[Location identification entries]
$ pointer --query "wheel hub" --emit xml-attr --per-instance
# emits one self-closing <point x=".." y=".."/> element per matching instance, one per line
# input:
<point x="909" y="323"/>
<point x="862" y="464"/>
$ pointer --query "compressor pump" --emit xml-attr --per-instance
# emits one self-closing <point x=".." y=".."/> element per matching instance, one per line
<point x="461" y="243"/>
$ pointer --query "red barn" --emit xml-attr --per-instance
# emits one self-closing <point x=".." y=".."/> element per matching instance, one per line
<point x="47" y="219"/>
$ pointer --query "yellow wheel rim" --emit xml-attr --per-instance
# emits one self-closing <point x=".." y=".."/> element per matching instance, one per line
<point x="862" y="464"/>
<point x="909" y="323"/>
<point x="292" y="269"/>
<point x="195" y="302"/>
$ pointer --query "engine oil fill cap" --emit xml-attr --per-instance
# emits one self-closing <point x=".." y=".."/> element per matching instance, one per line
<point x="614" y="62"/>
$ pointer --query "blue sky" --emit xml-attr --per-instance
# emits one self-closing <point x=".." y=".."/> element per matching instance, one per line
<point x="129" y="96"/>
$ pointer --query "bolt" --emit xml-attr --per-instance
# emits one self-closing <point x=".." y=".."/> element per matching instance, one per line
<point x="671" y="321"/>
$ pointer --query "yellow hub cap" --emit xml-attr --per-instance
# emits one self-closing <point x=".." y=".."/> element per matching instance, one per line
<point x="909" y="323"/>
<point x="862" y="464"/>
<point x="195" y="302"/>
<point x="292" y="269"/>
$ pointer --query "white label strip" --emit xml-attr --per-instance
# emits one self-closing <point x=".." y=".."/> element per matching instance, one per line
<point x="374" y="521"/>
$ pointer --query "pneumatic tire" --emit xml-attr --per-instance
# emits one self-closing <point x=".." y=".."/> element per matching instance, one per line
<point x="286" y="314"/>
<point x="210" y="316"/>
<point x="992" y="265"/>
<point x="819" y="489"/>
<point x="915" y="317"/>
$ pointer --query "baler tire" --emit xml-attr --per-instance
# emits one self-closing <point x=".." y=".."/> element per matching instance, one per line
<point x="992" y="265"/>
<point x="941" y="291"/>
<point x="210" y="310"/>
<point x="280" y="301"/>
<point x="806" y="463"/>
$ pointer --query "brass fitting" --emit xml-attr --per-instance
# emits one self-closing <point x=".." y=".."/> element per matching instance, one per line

--- Directions ---
Copy out the full set of records precisely, leaving nothing out.

--- Solved exercise ---
$ pointer --query "wheel hub" --emit xml-attr --per-instance
# emits one self-closing <point x=".." y=".."/> element per matching instance, one per line
# input:
<point x="909" y="323"/>
<point x="862" y="464"/>
$ pointer --query "compressor pump" --emit xml-attr --per-instance
# emits one self-closing <point x=".." y=".."/> element per matching instance, one per line
<point x="461" y="243"/>
$ pointer --query "red barn" --emit xml-attr --per-instance
# emits one self-closing <point x=".." y=".."/> element per matching instance, one per line
<point x="47" y="219"/>
$ pointer --query "yellow wheel rim" --emit xml-attr --per-instance
# emits one self-closing <point x=".." y=".."/> element per matching instance, one per line
<point x="862" y="464"/>
<point x="909" y="323"/>
<point x="292" y="269"/>
<point x="195" y="302"/>
$ pointer --query "engine oil fill cap" --emit xml-attr --per-instance
# emits one self-closing <point x=".." y=".."/> element per matching instance, one per line
<point x="614" y="62"/>
$ pointer --query "blue sky" --emit xml-attr --per-instance
# emits one self-closing <point x=".." y=".."/> element per matching instance, one per line
<point x="129" y="96"/>
$ pointer --query "bolt" --emit xml-attr --per-instance
# emits one self-closing <point x=".." y=".."/> element per matching instance, one per line
<point x="671" y="321"/>
$ pointer --query "yellow hub cap" --emit xml-attr --per-instance
# emits one self-closing <point x=".." y=".."/> element per matching instance, one per line
<point x="909" y="323"/>
<point x="862" y="464"/>
<point x="195" y="302"/>
<point x="292" y="269"/>
$ pointer --query "white label strip" --emit xml-attr --per-instance
# emits one self-closing <point x=".." y=".."/> element per matching instance, one per line
<point x="374" y="521"/>
$ pointer --query "pneumatic tire" --emit xml-attr --per-instance
# emits one self-closing <point x=".." y=".."/> element per matching instance, one per line
<point x="286" y="314"/>
<point x="210" y="316"/>
<point x="992" y="265"/>
<point x="819" y="489"/>
<point x="915" y="317"/>
$ pointer --query "baler tire" --emit xml-attr --per-instance
# emits one self-closing <point x=".." y=".."/> element per matching instance, one per line
<point x="992" y="265"/>
<point x="941" y="291"/>
<point x="210" y="310"/>
<point x="280" y="301"/>
<point x="806" y="463"/>
$ pointer --query "brass fitting" --emit xml-attr --per-instance
# emits one self-closing <point x=".." y=".."/> element per matching instance, one per line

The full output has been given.